TANK LAYOUT & DESIGN: This is infinitely variable and very much down to personal taste. A free-swimming area in the middle of the tank is needed by the fish, the rest is up to you. Don’t forget that if you are using live plants, just like garden plants they need trimming-up and occasionally replacing. The rocks and ornaments need to be periodically removed and cleaned – don’t use chemicals!
FEEDING: Remember that numerous fish die from over-feeding and very few starve to death! You should feed your goldfish a small amount of food that is all eaten in two minutes or so a few times per day. If food remains uneaten it will decay and pollute the water and the final result of this situation is called a disaster. Many new aquarists learn this lesson the hard way and kill perfectly healthy fish that is why your PIAA aquarium/pet shop is glad you are reading this care sheet. Cloudy water is more often than not the result of over-feeding by well meaning but inexperienced new aquarists. Green water is often the result of decaying uneaten food coupled with too much light entering the tank. When you go away on holidays your fish can survive for quite some time without food. It is far better to let them go without food for a few days than it is to put extra food in the day you go away. Talk to your PIAA aquarium/pet shop about holiday block(s) and whether or not you need them.

**PROBLEM STATEMENT**. In the goldfish care passage, how much food should goldfish get at each feeding?

**DATA SECTION**.
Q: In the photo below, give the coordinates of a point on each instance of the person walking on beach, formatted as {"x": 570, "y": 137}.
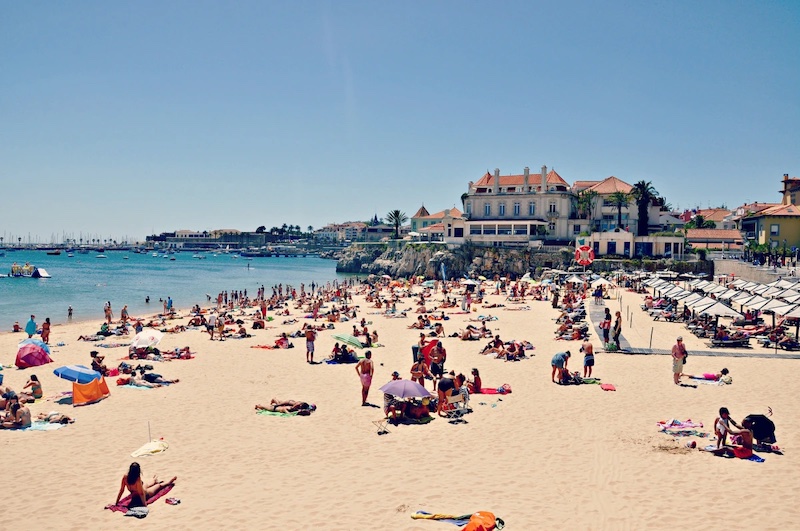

**TASK RESULT**. A small amount that is all eaten in two minutes or so.